-- Given instruction --
Please rewrite every line of the records, requests included, in the part that opens with the line containing "Question. The picture above shows the spectator" and closes at the end of the records, both ends included, and give only those lines. Offset each coordinate in the answer points by 136.

═════ Records to process ═════

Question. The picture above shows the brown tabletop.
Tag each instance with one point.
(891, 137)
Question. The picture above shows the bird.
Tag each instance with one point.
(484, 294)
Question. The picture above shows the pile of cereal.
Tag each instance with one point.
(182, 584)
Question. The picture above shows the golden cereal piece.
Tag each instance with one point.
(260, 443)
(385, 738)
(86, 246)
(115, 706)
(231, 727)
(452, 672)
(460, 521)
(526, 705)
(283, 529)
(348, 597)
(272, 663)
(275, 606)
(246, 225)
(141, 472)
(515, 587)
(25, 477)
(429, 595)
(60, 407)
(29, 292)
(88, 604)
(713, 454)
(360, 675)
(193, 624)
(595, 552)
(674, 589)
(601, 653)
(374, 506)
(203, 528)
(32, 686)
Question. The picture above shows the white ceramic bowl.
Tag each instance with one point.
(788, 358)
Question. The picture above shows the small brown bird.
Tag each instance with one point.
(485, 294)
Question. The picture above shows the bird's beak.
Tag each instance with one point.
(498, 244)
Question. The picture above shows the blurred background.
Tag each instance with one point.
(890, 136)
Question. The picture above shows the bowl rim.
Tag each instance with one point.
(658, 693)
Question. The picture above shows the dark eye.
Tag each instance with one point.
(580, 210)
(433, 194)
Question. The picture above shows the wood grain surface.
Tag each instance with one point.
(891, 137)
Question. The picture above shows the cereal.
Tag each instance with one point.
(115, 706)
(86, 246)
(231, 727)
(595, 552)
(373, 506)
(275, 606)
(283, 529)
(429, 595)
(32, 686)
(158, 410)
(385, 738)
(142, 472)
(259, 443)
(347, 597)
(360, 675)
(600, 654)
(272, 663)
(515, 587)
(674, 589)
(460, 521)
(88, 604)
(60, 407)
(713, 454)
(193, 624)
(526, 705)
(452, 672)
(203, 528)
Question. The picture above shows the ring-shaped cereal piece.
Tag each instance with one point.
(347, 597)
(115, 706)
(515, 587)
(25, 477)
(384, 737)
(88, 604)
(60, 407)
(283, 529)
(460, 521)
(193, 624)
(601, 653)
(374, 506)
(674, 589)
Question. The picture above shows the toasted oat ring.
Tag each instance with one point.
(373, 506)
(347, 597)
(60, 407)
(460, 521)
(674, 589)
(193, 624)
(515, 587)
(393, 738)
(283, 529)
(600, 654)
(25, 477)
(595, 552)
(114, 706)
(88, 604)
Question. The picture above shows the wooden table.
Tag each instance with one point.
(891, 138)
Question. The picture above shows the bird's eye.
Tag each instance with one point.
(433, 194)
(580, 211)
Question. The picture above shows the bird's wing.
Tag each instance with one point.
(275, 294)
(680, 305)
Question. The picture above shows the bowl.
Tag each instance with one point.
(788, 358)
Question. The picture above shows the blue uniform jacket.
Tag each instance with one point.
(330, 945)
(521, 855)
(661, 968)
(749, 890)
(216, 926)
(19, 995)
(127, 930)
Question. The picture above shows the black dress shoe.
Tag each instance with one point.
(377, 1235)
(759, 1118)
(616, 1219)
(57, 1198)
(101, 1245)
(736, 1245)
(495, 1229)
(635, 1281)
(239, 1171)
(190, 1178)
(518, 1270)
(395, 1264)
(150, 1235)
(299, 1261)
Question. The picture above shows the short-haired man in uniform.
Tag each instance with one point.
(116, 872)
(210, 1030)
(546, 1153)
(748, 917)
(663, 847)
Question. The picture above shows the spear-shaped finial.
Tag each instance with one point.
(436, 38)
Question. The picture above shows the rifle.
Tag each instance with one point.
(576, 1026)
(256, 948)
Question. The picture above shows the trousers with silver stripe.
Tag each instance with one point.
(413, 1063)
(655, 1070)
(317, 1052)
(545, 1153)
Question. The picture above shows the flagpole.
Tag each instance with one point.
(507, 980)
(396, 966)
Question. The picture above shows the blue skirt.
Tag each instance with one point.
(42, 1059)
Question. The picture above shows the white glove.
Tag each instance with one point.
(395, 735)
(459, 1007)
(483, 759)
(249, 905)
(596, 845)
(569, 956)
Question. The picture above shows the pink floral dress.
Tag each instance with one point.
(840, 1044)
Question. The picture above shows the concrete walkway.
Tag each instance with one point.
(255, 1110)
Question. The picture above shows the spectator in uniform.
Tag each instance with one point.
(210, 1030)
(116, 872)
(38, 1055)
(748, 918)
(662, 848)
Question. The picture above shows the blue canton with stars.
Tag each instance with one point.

═════

-- Completed task --
Question. The picture above shows the spectator in uniform.
Tag each instance with one point.
(346, 1166)
(252, 1008)
(174, 1191)
(884, 1054)
(798, 984)
Question. The picture above shows the blue canton with stars.
Tag each instance with one point.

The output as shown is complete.